# Chapter 02 – Computer Evolution and Performance

Week - 03

Feb 19-03-2018

### Topics to Cover

- Later Generations
- 2.2 Designing for Performance
- 2.3 Multicore Processors
- 2.4 The Evolution of Intel Architecture
- 2.6 Performance Assessment
- Examples

### Improvements that Came with IC Designs

- 1. Since the geometric sizes of components (transistors) are small, the time delays for signal propagation are short.
- 2. Components being small consume less power, and dissipate less heat, the circuit is thermally stable.
- 3. Every semiconductive component within an IC has virtually identical operating parameters, device mismatches are less.
- 4. This means that at high clock rates! All skew times, delay times, hold times... Everything is fixed and predictable!
- 5. The components being small can switch states at a faster pace thus providing a boost in speed/performance.

<u>Skew time</u>: Delay of clock signal for different components. <u>Hold time</u>: Amount of time for data to get stable.

### Later Generations (Beyond Third Generation)

- Beyond the third generation, there have been a number of later generations, based on advances in 'integrated circuit' technology.
- With the rapid pace of technology, the high rate of introduction of new products, and the improvements in hardware as well as software, the classification by generation becomes less clear and less meaningful. (4<sup>th</sup> generation is Microprocessor and 5<sup>th</sup> is Artificial intel)
- In the later generations, two most important changes are made in:
- 1. Semiconductor memory
- 2. Microprocessors

## 1. Improvements in Semiconductor Memory Read

- In 1970 Fairchild produced capacious semiconductor memory.
- This chip was about a sixteenth of an inch in diameter.
- It Holds 256 bits, chips can be connected to form larger memories.
- Non-destructive read (data is restored after a Read operation)
- Much faster than core memory. (70 billionth of a second to read a bit)
- Memory Capacity approximately doubles each year.
- Since 1970, the semiconductor memory has been through 13 generations, as of declining cost per bit and declining access time.

### 2. Improvements in Microprocessors

- 1971 Intel 4004 Cpu
  - First microprocessor
  - All CPU components on a single chip
  - 4 bit
- Followed in 1972 by 8008
  - 8 bit
  - Both CPU designed for specific applications
- 1974 8080
  - Intel's first general purpose microprocessor, faster, rich instruction set, large addressing capacity (data bus width increased)

- 1974 8086
  - Powerful, general purpose
  - 16-bit microprocessor
- 1981 HP
  - 32-bit
  - Single-chip microprocessor
- 1985 80386
  - Intel's first 32-bit processor
  - Evolution goes on till Core-i

### 2.2 Designing For Performance

- Year by year, the cost of computer systems continues to drop dramatically, while the performance and capacity of those systems continue to rise equally dramatically.
- What is fascinating is that the basic building blocks for today's computer miracles are virtually the same as those of the IAS computer from over 60 years ago.

**Raw records**:
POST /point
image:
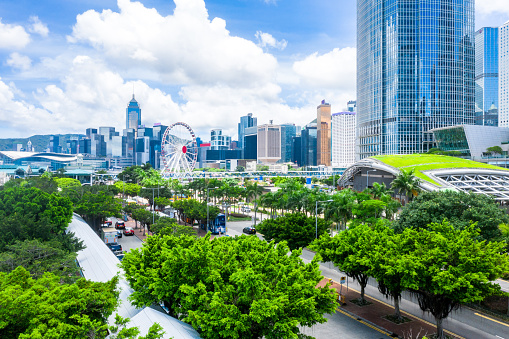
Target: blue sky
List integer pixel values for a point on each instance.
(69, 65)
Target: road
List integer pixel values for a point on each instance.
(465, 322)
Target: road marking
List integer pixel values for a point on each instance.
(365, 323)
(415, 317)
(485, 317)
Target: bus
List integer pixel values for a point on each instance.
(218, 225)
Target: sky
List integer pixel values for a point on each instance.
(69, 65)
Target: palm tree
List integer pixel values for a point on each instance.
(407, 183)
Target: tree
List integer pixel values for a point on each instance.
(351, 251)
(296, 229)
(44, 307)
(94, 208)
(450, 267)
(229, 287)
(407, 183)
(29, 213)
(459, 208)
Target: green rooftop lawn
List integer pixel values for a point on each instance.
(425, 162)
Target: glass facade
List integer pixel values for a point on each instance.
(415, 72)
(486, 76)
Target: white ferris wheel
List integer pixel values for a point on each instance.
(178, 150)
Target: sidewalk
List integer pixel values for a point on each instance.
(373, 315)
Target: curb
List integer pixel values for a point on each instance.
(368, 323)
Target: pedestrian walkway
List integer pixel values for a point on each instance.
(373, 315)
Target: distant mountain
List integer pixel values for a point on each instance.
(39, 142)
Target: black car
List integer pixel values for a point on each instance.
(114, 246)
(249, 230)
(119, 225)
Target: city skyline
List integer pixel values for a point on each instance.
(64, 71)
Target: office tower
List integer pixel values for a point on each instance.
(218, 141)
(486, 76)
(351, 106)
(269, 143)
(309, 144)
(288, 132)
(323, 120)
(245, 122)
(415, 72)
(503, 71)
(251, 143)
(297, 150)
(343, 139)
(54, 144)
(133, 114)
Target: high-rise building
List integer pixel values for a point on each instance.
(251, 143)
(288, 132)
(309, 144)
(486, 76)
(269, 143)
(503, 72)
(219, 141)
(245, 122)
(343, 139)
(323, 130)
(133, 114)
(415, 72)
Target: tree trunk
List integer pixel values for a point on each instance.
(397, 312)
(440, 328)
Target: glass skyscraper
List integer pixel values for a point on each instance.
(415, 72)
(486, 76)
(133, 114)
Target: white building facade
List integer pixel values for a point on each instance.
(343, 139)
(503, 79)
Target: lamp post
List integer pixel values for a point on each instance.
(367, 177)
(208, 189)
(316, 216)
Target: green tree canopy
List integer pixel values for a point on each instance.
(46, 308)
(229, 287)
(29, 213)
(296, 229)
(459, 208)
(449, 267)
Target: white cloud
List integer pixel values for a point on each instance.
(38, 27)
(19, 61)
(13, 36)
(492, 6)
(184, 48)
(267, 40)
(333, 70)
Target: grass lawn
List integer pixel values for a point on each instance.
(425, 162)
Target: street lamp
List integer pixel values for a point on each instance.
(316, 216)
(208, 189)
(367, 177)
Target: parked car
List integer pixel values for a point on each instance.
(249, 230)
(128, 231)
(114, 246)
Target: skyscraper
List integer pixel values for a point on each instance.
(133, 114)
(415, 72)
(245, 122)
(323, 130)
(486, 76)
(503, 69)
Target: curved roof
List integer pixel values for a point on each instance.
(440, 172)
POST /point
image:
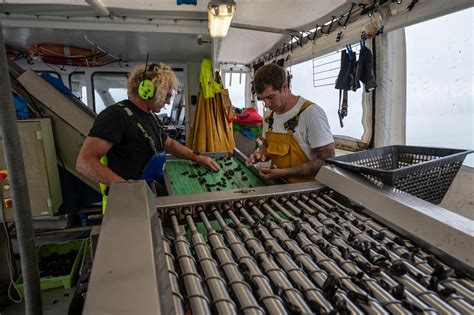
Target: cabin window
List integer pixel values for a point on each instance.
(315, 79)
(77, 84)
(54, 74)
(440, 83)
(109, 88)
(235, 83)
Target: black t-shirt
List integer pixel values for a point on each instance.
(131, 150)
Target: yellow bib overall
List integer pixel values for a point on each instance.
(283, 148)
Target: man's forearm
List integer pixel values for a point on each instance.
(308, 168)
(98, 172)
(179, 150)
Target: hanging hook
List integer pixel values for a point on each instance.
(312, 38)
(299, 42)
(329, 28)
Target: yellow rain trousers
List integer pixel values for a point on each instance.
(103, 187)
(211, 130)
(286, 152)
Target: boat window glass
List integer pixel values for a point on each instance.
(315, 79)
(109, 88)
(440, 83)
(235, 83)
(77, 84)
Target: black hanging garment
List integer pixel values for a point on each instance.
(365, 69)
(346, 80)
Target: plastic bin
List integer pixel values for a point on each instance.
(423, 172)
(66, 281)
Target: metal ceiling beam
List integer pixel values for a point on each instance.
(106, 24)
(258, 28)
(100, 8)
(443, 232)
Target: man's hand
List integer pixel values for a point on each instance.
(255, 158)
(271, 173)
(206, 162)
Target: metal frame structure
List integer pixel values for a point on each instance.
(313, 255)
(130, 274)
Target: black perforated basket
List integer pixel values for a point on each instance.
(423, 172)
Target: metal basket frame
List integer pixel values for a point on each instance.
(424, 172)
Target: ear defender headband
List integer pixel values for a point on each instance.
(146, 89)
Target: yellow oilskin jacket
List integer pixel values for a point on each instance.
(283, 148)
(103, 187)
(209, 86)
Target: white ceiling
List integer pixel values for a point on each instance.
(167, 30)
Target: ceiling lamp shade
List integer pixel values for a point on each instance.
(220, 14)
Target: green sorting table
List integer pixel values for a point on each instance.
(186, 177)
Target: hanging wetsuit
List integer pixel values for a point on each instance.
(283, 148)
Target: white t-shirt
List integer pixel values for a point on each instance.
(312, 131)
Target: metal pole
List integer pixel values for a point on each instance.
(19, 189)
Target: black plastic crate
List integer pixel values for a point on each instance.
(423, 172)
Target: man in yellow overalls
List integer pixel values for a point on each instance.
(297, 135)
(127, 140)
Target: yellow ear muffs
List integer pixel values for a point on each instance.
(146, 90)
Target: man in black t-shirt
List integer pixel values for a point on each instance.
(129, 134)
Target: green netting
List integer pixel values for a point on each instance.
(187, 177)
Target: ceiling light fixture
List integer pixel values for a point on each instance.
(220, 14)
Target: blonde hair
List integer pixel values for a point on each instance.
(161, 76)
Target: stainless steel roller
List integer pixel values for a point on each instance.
--
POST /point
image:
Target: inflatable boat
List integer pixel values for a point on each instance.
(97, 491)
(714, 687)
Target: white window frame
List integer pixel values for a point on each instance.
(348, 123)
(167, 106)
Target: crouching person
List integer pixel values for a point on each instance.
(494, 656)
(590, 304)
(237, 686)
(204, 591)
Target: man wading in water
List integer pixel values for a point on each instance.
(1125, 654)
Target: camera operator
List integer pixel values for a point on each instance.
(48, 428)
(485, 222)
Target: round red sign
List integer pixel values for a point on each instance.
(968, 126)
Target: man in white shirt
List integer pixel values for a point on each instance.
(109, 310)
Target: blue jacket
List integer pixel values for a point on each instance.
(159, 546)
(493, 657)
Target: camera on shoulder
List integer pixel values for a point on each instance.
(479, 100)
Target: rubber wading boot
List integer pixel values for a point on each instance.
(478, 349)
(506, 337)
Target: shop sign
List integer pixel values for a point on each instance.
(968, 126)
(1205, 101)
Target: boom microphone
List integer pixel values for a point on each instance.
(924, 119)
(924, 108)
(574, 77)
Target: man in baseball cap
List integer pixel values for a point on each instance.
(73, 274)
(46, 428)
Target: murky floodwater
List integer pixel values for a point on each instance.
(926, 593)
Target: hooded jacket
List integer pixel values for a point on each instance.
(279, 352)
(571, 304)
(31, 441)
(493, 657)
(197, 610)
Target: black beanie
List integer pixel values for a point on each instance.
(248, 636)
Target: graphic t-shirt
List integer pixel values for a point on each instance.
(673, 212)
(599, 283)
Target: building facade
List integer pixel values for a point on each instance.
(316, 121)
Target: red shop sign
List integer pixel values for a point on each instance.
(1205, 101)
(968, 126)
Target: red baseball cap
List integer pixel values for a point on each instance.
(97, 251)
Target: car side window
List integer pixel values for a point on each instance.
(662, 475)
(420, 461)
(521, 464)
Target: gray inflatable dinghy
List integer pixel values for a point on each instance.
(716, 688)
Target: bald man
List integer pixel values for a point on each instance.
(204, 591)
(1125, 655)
==
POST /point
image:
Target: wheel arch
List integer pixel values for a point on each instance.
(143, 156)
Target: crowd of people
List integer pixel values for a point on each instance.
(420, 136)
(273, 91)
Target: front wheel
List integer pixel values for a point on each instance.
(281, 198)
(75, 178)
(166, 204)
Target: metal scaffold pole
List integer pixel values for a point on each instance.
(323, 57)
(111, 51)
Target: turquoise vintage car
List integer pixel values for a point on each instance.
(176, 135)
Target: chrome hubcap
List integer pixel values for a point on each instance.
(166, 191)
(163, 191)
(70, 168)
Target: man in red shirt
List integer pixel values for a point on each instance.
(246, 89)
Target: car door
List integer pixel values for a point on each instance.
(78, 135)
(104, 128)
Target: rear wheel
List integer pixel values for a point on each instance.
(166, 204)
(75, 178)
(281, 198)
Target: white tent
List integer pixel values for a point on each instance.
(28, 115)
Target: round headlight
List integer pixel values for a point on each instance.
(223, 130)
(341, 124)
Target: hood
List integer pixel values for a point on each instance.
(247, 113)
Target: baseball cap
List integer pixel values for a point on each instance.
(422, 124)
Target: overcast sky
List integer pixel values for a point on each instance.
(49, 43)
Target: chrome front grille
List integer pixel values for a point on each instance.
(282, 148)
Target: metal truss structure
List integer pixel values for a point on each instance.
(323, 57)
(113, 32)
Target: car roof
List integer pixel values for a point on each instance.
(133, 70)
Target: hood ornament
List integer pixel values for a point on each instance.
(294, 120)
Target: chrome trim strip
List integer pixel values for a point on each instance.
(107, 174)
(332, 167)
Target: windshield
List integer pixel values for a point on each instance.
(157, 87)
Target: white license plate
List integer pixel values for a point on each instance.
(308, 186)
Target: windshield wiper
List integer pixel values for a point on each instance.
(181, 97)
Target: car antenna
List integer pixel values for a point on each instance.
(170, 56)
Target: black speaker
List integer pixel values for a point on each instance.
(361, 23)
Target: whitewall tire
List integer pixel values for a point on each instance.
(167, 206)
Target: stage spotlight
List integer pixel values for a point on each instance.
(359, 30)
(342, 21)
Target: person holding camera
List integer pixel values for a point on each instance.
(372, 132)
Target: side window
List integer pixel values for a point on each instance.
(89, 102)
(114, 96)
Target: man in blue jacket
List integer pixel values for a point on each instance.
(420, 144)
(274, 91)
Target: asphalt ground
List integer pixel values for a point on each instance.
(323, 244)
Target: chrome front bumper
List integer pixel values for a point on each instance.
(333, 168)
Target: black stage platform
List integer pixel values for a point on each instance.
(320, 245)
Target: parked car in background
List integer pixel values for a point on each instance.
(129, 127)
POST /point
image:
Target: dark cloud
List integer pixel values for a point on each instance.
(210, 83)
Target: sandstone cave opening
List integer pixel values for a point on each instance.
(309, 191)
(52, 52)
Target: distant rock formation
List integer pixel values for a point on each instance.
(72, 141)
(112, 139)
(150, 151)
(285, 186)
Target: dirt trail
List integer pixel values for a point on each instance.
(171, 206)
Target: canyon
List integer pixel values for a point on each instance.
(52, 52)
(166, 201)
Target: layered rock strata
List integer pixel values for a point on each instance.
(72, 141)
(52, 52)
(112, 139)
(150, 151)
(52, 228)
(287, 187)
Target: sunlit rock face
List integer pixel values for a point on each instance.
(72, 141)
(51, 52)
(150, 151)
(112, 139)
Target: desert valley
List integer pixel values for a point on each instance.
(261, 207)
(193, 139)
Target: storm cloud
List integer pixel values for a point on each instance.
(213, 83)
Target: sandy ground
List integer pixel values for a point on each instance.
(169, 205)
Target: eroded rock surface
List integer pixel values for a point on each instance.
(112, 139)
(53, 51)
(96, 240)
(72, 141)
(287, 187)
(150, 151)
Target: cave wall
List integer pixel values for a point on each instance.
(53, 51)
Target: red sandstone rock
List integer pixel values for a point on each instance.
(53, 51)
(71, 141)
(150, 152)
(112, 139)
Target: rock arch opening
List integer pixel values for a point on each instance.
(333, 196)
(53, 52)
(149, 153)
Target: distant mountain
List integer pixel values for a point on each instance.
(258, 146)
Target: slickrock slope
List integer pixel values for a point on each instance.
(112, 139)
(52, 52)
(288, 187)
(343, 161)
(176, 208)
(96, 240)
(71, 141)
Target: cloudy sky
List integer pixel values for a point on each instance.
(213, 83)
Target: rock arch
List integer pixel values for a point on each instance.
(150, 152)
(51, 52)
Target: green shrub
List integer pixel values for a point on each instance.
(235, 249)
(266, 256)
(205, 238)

**Tasks to perform**:
1. Write out the part of the computer evolution notes that opens with the words containing "### Later Generations" and closes with "inch in diameter.".
2. Report every line in the records that contains the word "skyscraper".
The records are unrelated to the computer evolution notes.

**The responses**:
1.
### Later Generations (Beyond Third Generation)

- Beyond the third generation, there have been a number of later generations, based on advances in 'integrated circuit' technology.
- With the rapid pace of technology, the high rate of introduction of new products, and the improvements in hardware as well as software, the classification by generation becomes less clear and less meaningful. (4<sup>th</sup> generation is Microprocessor and 5<sup>th</sup> is Artificial intel)
- In the later generations, two most important changes are made in:
- 1. Semiconductor memory
- 2. Microprocessors

## 1. Improvements in Semiconductor Memory Read

- In 1970 Fairchild produced capacious semiconductor memory.
- This chip was about a sixteenth of an inch in diameter.

2.
Target: glass skyscraper
Target: skyscraper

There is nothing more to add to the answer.